##### Text shown #####

Revolution Vs. Reaction
Social-Nationalism & the Strasser Brothers
Many people associate the term "Socialism" with
Left-Wing intellectuals, Communists or members of the Labour Party. The
sad reality is that the internationalist Left has completely highjacked
this word and used it to hide their more sinister motives. "Socialism",
for the average Marxist-Leninist, is the description given to the
promotion of minorities above the larger community as a whole. Left-Wing
organizations are fond to trying to appeal to the working class, or
what they patronizingly refer to as "the Proletariat". The ulterior
objective behind such ideology is based upon a desire to divide and
rule. In other words, whilst these organizations are offering support to
so-called "oppressed minorities", such as homosexuals, Black Power
groups and rebellious middle class students, they are in fact creating
disunity amongst the ordinary members of society by ensuring that they
possess the only banner behind which degeneracy and abnormality can find
a safe haven from the seemingly encroaching rigors of normality. That
society is becoming more degenerate, is merely testimony to the fact
that Communists are regularly able to rally between two and three
thousand protestors at the drop of a hat, as recently happened on a wet
Monday evening at an Anti-Nazi League demonstration in London. By adding
up all the minorities, social inadequates and anyone else with a chip
on their shoulder, these activists can appear to comprise a majority.
But this is minority rule in its most pure and distorted guise.
There is simply no disputing the fact that Socialism
is an integral part of the Nationalist creed. To separate the very
essence of the social sphere from the concept of the nation, is to
ignore the basic fact that it is the People who actually comprise the
nation itself.
Without people there can be no nation, and without a
nation there can be no people. On the other hand, it is quite certain
that we have absolutely nothing in common with the
intellectually-bankrupt legions of the modern Left, but then, neither do
we owe any allegiance to those on the Right. Many so-called
Nationalists are content to describe themselves as being "right of
centre", or even on the “Far Right”, but it must be stated quite
categorically that true Nationalism has absolutely nothing whatsoever to
do with Right-wing politics. To simplify, a Right-winger is no more
‘Nationalist’ than his counterpart on the Left. Both Communism and
Capitalism are two heads of the same beast.

##### Information supplied #####

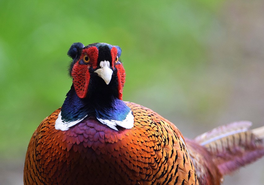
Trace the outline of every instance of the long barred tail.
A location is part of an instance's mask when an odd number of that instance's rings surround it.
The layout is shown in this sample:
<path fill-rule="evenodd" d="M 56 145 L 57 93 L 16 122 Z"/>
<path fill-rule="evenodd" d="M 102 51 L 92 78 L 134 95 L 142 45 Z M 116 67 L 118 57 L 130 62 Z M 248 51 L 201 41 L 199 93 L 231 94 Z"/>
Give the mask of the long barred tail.
<path fill-rule="evenodd" d="M 223 175 L 264 156 L 264 126 L 249 130 L 251 122 L 243 121 L 218 127 L 194 139 L 213 156 Z"/>

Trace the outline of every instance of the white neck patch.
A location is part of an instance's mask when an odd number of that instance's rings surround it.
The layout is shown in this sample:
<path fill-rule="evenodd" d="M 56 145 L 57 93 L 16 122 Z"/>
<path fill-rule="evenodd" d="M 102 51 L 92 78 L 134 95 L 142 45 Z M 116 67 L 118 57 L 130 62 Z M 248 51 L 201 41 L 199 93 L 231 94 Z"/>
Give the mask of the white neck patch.
<path fill-rule="evenodd" d="M 87 117 L 86 115 L 81 119 L 80 119 L 73 121 L 64 121 L 61 119 L 61 111 L 59 112 L 59 114 L 58 115 L 58 118 L 55 121 L 55 129 L 56 130 L 60 130 L 64 131 L 69 130 L 71 127 L 75 125 L 77 123 L 80 123 Z"/>
<path fill-rule="evenodd" d="M 86 115 L 83 118 L 73 121 L 64 122 L 62 119 L 61 112 L 58 116 L 58 118 L 55 121 L 55 127 L 56 130 L 65 131 L 69 130 L 70 127 L 75 125 L 78 123 L 83 120 L 88 115 Z M 134 116 L 130 110 L 126 115 L 125 118 L 123 121 L 117 121 L 113 119 L 103 119 L 101 118 L 97 118 L 97 119 L 101 123 L 108 127 L 118 131 L 116 126 L 120 126 L 121 127 L 130 129 L 134 126 Z"/>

#####

- [Problems]
(A) Answer these questions using the Social-Nationalism text:
(i) In which city did the Anti-Nazi League demonstration take place?
(ii) How many protestors does the text say Communists can regularly rally?
(iii) Which two systems does the text call two heads of the same beast?
(B) Rewrite the stretch of rows from their start through the line that contains "223 175 L 264", with 52 added to every coordinate in the answers. Include the requests, leave out the pictures, and give only those lines.
The Social-Nationalism text and the rows are unrelated material.

- [Answers to the problems]
(A)
(i) London
(ii) Between two and three thousand
(iii) Communism and Capitalism

(B)
Trace the outline of every instance of the long barred tail.
A location is part of an instance's mask when an odd number of that instance's rings surround it.
The layout is shown in this sample:
<path fill-rule="evenodd" d="M 56 145 L 57 93 L 16 122 Z"/>
<path fill-rule="evenodd" d="M 102 51 L 92 78 L 134 95 L 142 45 Z M 116 67 L 118 57 L 130 62 Z M 248 51 L 201 41 L 199 93 L 231 94 Z"/>
Give the mask of the long barred tail.
<path fill-rule="evenodd" d="M 275 227 L 316 208 L 316 178 L 301 182 L 303 174 L 295 173 L 270 179 L 246 191 L 265 208 Z"/>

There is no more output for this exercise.